TASK REQUIREMENTS: Make an exact copy of the listing, without images.

________

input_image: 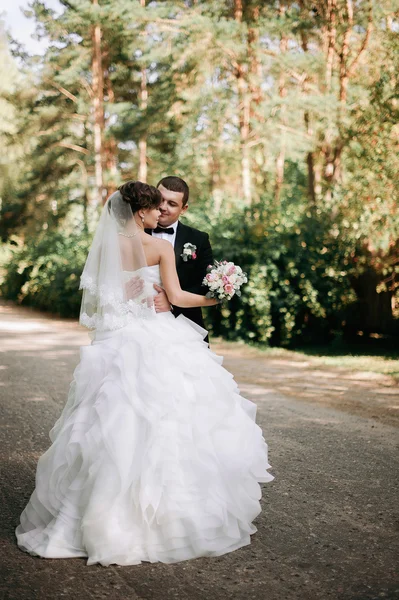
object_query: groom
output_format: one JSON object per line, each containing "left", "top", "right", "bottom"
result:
{"left": 149, "top": 176, "right": 213, "bottom": 332}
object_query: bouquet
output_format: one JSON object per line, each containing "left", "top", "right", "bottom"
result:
{"left": 202, "top": 260, "right": 247, "bottom": 301}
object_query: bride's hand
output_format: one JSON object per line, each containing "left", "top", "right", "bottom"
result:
{"left": 125, "top": 276, "right": 145, "bottom": 300}
{"left": 153, "top": 284, "right": 172, "bottom": 313}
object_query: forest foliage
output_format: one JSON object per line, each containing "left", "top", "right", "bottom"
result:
{"left": 0, "top": 0, "right": 398, "bottom": 345}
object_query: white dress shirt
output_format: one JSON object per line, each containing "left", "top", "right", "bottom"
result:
{"left": 152, "top": 221, "right": 178, "bottom": 247}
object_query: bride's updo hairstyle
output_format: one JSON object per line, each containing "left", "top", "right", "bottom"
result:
{"left": 118, "top": 181, "right": 162, "bottom": 213}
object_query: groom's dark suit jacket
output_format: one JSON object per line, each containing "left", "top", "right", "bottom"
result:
{"left": 148, "top": 221, "right": 213, "bottom": 330}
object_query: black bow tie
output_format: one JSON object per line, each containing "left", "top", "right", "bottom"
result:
{"left": 153, "top": 226, "right": 175, "bottom": 235}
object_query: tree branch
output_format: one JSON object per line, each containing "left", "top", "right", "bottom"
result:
{"left": 54, "top": 141, "right": 90, "bottom": 154}
{"left": 347, "top": 10, "right": 373, "bottom": 77}
{"left": 44, "top": 78, "right": 78, "bottom": 103}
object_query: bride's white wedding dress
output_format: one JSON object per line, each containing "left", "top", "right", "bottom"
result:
{"left": 16, "top": 265, "right": 273, "bottom": 566}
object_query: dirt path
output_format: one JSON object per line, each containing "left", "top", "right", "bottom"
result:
{"left": 0, "top": 302, "right": 398, "bottom": 600}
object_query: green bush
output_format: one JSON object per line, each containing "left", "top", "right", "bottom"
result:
{"left": 1, "top": 229, "right": 91, "bottom": 317}
{"left": 188, "top": 199, "right": 356, "bottom": 346}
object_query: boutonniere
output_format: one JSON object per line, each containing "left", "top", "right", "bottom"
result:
{"left": 181, "top": 243, "right": 197, "bottom": 262}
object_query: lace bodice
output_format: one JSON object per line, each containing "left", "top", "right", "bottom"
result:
{"left": 80, "top": 265, "right": 161, "bottom": 331}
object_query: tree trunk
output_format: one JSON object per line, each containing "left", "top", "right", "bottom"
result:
{"left": 322, "top": 0, "right": 338, "bottom": 196}
{"left": 104, "top": 59, "right": 118, "bottom": 196}
{"left": 76, "top": 158, "right": 89, "bottom": 232}
{"left": 298, "top": 3, "right": 316, "bottom": 205}
{"left": 138, "top": 0, "right": 148, "bottom": 182}
{"left": 247, "top": 5, "right": 264, "bottom": 191}
{"left": 91, "top": 0, "right": 105, "bottom": 205}
{"left": 234, "top": 0, "right": 242, "bottom": 22}
{"left": 304, "top": 108, "right": 316, "bottom": 205}
{"left": 248, "top": 5, "right": 262, "bottom": 107}
{"left": 275, "top": 2, "right": 287, "bottom": 205}
{"left": 306, "top": 151, "right": 316, "bottom": 204}
{"left": 234, "top": 0, "right": 252, "bottom": 205}
{"left": 322, "top": 0, "right": 372, "bottom": 197}
{"left": 324, "top": 0, "right": 337, "bottom": 93}
{"left": 138, "top": 68, "right": 148, "bottom": 182}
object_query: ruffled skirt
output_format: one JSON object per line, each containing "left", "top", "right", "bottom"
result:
{"left": 16, "top": 313, "right": 273, "bottom": 565}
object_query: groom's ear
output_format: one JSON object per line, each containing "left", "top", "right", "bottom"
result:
{"left": 180, "top": 203, "right": 189, "bottom": 216}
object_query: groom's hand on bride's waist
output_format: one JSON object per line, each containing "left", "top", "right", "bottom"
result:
{"left": 153, "top": 284, "right": 172, "bottom": 313}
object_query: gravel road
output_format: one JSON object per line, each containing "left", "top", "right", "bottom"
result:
{"left": 0, "top": 302, "right": 398, "bottom": 600}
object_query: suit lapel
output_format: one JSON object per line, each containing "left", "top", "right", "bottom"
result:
{"left": 174, "top": 222, "right": 186, "bottom": 268}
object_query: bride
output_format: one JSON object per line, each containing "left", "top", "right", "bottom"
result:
{"left": 16, "top": 181, "right": 273, "bottom": 566}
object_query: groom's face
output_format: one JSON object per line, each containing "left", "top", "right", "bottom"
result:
{"left": 157, "top": 184, "right": 188, "bottom": 227}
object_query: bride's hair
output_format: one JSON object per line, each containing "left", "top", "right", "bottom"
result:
{"left": 118, "top": 181, "right": 162, "bottom": 212}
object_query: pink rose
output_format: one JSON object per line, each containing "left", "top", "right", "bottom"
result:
{"left": 224, "top": 284, "right": 234, "bottom": 295}
{"left": 222, "top": 275, "right": 229, "bottom": 283}
{"left": 192, "top": 252, "right": 197, "bottom": 259}
{"left": 227, "top": 266, "right": 236, "bottom": 276}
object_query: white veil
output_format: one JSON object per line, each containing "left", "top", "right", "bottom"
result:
{"left": 79, "top": 191, "right": 155, "bottom": 331}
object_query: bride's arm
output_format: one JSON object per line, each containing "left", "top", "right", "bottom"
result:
{"left": 159, "top": 241, "right": 218, "bottom": 308}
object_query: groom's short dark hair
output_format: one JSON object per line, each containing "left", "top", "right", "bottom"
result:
{"left": 157, "top": 176, "right": 189, "bottom": 207}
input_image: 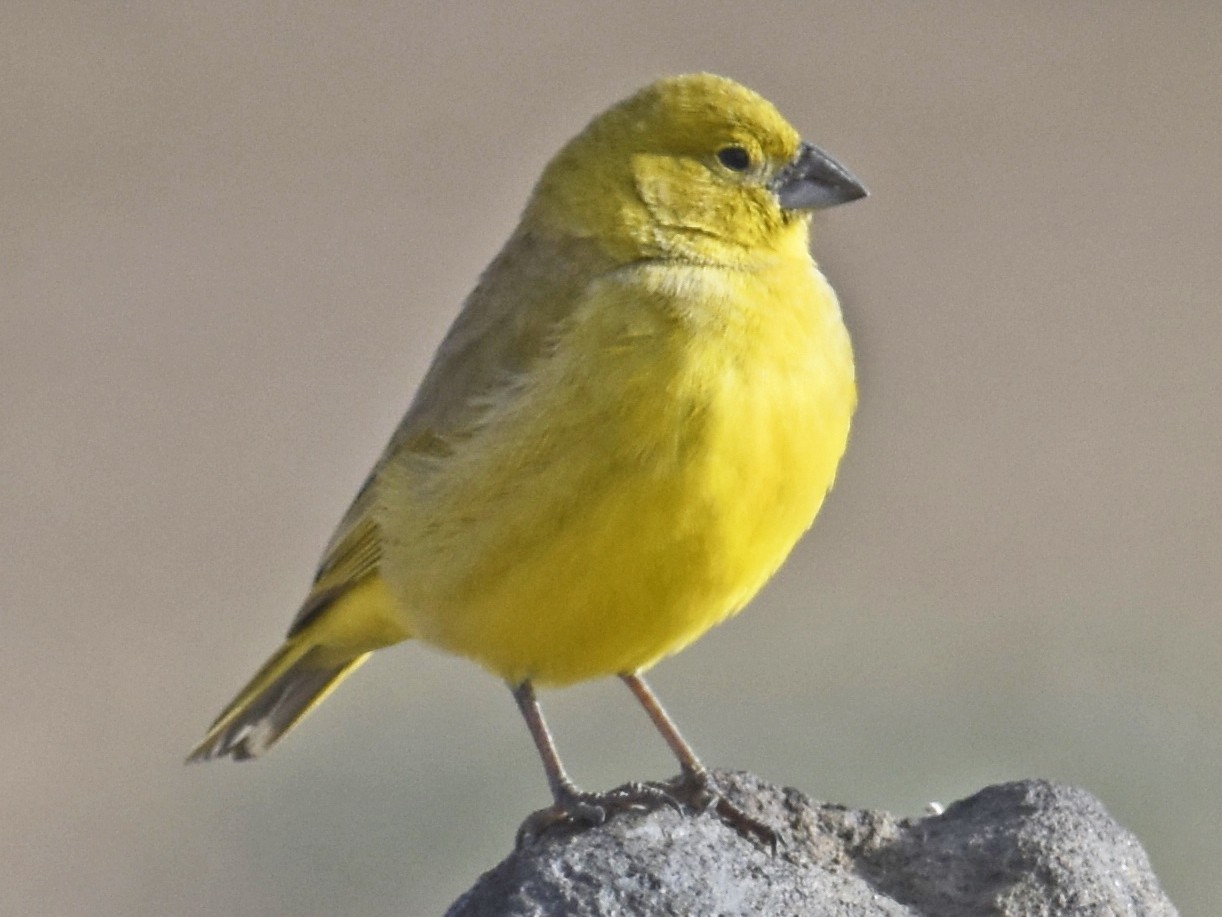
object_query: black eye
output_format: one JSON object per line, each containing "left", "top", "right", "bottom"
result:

________

EXERCISE SOLUTION:
input_image: 
object_query: groom
output_format: one JSON object per line, each containing "left", "top", "right", "bottom"
result:
{"left": 149, "top": 176, "right": 213, "bottom": 332}
object_query: bouquet
output_format: one JSON object per line, each containing "left", "top", "right", "bottom"
result:
{"left": 202, "top": 260, "right": 247, "bottom": 301}
object_query: bride's hand
output_format: one JSON object per line, each containing "left", "top", "right", "bottom"
result:
{"left": 125, "top": 276, "right": 145, "bottom": 300}
{"left": 153, "top": 284, "right": 172, "bottom": 313}
object_query: forest foliage
output_format: one JSON object per line, each containing "left", "top", "right", "bottom"
result:
{"left": 0, "top": 0, "right": 398, "bottom": 345}
object_query: white dress shirt
output_format: one JSON object per line, each containing "left", "top", "right", "bottom"
result:
{"left": 152, "top": 221, "right": 178, "bottom": 247}
object_query: bride's updo hairstyle
output_format: one JSON object per line, each containing "left", "top", "right", "bottom"
result:
{"left": 118, "top": 181, "right": 162, "bottom": 213}
object_query: groom's dark suit jacket
output_format: one JSON object per line, each containing "left", "top", "right", "bottom"
result:
{"left": 148, "top": 221, "right": 213, "bottom": 330}
object_query: black bow tie
output_format: one JSON object per line, each containing "left", "top", "right", "bottom"
result:
{"left": 153, "top": 226, "right": 175, "bottom": 235}
object_query: tree branch
output_format: one JSON object per line, each containing "left", "top", "right", "bottom"
result:
{"left": 54, "top": 141, "right": 90, "bottom": 154}
{"left": 347, "top": 10, "right": 373, "bottom": 77}
{"left": 44, "top": 78, "right": 78, "bottom": 103}
object_query: bride's white wedding dress
output_format: one JSON object per line, each containing "left", "top", "right", "bottom"
result:
{"left": 16, "top": 265, "right": 273, "bottom": 566}
object_query: dirt path
output_format: one JSON object per line, each containing "left", "top", "right", "bottom"
result:
{"left": 0, "top": 302, "right": 398, "bottom": 600}
object_query: green bush
output_format: one JSON object per line, each containing "left", "top", "right", "bottom"
result:
{"left": 1, "top": 229, "right": 91, "bottom": 317}
{"left": 188, "top": 199, "right": 356, "bottom": 346}
object_query: boutonniere
output_format: one JSON object per line, each containing "left", "top", "right", "bottom"
result:
{"left": 181, "top": 243, "right": 197, "bottom": 262}
object_query: lace bodice
output_format: one JSON object per line, each containing "left", "top", "right", "bottom"
result:
{"left": 80, "top": 265, "right": 161, "bottom": 331}
object_query: tree trunk
output_format: one JSON object per line, each containing "left", "top", "right", "bottom"
result:
{"left": 322, "top": 0, "right": 338, "bottom": 196}
{"left": 104, "top": 59, "right": 118, "bottom": 196}
{"left": 76, "top": 158, "right": 89, "bottom": 232}
{"left": 298, "top": 3, "right": 316, "bottom": 205}
{"left": 138, "top": 0, "right": 148, "bottom": 182}
{"left": 247, "top": 5, "right": 264, "bottom": 191}
{"left": 91, "top": 0, "right": 105, "bottom": 205}
{"left": 234, "top": 0, "right": 242, "bottom": 22}
{"left": 304, "top": 108, "right": 316, "bottom": 205}
{"left": 248, "top": 5, "right": 262, "bottom": 107}
{"left": 275, "top": 2, "right": 287, "bottom": 205}
{"left": 306, "top": 151, "right": 316, "bottom": 204}
{"left": 234, "top": 0, "right": 252, "bottom": 205}
{"left": 322, "top": 0, "right": 372, "bottom": 197}
{"left": 324, "top": 0, "right": 337, "bottom": 93}
{"left": 138, "top": 68, "right": 148, "bottom": 182}
object_query: ruffled skirt
output_format: one JSON object per line, each containing "left", "top", "right", "bottom"
result:
{"left": 16, "top": 313, "right": 273, "bottom": 565}
object_query: groom's ear
output_format: one JSON object per line, each containing "left", "top", "right", "bottom"
result:
{"left": 180, "top": 203, "right": 189, "bottom": 216}
object_query: groom's hand on bride's waist
output_format: one JSON object per line, each containing "left", "top", "right", "bottom"
result:
{"left": 153, "top": 284, "right": 172, "bottom": 313}
object_query: gravel road
output_format: one JSON object per line, each containing "left", "top", "right", "bottom"
result:
{"left": 0, "top": 302, "right": 398, "bottom": 600}
object_query: suit lapel
output_format: one JSON object per line, each containing "left", "top", "right", "bottom"
result:
{"left": 174, "top": 222, "right": 186, "bottom": 268}
object_query: bride
output_format: one JSON object per line, each containing "left", "top", "right", "bottom"
result:
{"left": 16, "top": 181, "right": 273, "bottom": 566}
object_query: groom's face
output_format: one JSON object per line, each containing "left", "top", "right", "bottom"
result:
{"left": 157, "top": 184, "right": 188, "bottom": 227}
object_query: bride's hair
output_format: one JSON object per line, each containing "left", "top", "right", "bottom"
result:
{"left": 118, "top": 181, "right": 162, "bottom": 212}
object_query: pink rose
output_format: one JSON object per line, each containing "left", "top", "right", "bottom"
result:
{"left": 224, "top": 284, "right": 234, "bottom": 295}
{"left": 222, "top": 275, "right": 229, "bottom": 283}
{"left": 192, "top": 252, "right": 197, "bottom": 259}
{"left": 227, "top": 266, "right": 236, "bottom": 276}
object_query: white veil
output_format: one JSON object per line, each containing "left", "top", "right", "bottom"
result:
{"left": 79, "top": 191, "right": 155, "bottom": 331}
object_query: bride's arm
output_format: one JSON object per line, each containing "left", "top", "right", "bottom"
result:
{"left": 159, "top": 241, "right": 218, "bottom": 308}
object_query: groom's short dark hair
output_format: one JSON object per line, each containing "left", "top", "right", "bottom"
result:
{"left": 157, "top": 176, "right": 189, "bottom": 207}
input_image: 
object_query: black eye
output_format: one JSON object per line, each containing "left", "top", "right", "bottom"
result:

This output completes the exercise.